» **ACTION ITEM**
Write out the passage of the marketing strategy text word for word, starting at "4. Customer Loyalty" and ending at "simple price discounts.".

Research supports this view. Companies that increased marketing investment by 48% during downturns doubled their market share, with 60% achieving 10-17% additional revenue growth compared to competitors. Reducing marketing investment leads to a decline in 'Share of Voice,' weakening long-term corporate influence and revenue.
2. Differentiated Brand Positioning:
'Liquid Death' has emerged as a new powerhouse in the U.S. water market. Within three years of its 2019 founding, it achieved a $700 million valuation, with 2022 revenue tripling to $130 million. This success demonstrates the effectiveness of differentiation through punk and heavy metal imagery.
Running shoe brand 'On' has maintained an 85% average annual growth rate since 2010, reaching $1.2 billion in revenue in 2022. Their 2023 campaign featuring Zendaya as brand ambassador led to a 32% increase in brand preference among Gen Z consumers. When product differentiation is challenging, marketing and communication can create 'Perceived Distinctiveness.'
3. Strategic Pricing Policy:
84% of discount campaigns actually result in reduced profitability. IKEA's "Our Lowest Price" strategy succeeded because it aligned with the brand philosophy of "providing good products to more customers at reasonable prices" rather than simple price reduction. Pricing policies should reflect brand values and philosophy.
4. Customer Loyalty Strategy Development
Community building should extend beyond simple CRM or membership programs. IKEA 'Family' and Adidas and Nike's 'Members Week' provide unique brand experiences beyond mere benefits. McKinsey research shows that providing differentiated value to loyal customers is more effective than simple price discounts.
5. Brand Experience Innovation
Chipotle and Taco Bell's successful brand recoveries began with returning to fundamentals. Marshall's case demonstrates the value of maintaining core brand values while expanding into new categories. Continuous innovation in delivering brand uniqueness to customers is essential.

Stored data:
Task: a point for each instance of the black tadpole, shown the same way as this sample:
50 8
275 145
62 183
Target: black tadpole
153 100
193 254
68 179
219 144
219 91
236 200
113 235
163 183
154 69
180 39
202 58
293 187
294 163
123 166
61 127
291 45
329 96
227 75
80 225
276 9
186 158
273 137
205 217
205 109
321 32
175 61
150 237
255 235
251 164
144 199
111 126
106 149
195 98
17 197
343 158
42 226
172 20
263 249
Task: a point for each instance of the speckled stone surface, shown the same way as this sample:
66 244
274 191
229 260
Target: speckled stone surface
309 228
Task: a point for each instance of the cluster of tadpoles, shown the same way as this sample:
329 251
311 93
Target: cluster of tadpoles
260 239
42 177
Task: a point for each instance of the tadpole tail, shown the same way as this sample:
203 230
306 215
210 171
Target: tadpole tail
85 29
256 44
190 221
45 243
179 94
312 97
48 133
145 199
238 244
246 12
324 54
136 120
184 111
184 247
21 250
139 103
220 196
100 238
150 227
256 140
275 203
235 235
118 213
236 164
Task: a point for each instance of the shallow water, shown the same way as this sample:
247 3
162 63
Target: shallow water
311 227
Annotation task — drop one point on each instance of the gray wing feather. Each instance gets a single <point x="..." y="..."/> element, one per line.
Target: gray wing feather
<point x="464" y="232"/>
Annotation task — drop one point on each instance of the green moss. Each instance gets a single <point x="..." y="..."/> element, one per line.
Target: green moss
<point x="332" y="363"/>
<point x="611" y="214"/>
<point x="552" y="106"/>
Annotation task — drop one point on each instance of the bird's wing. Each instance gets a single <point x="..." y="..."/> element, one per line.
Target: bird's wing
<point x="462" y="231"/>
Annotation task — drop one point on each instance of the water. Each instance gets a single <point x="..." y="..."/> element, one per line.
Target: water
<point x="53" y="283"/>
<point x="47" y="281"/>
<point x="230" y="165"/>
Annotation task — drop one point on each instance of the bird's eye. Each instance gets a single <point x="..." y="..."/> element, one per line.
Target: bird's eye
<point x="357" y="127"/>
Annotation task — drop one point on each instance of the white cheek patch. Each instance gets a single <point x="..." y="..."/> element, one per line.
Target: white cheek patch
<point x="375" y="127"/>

» **PROBLEM SOLUTION**
4. Customer Loyalty Strategy Development
Community building should extend beyond simple CRM or membership programs. IKEA 'Family' and Adidas and Nike's 'Members Week' provide unique brand experiences beyond mere benefits. McKinsey research shows that providing differentiated value to loyal customers is more effective than simple price discounts.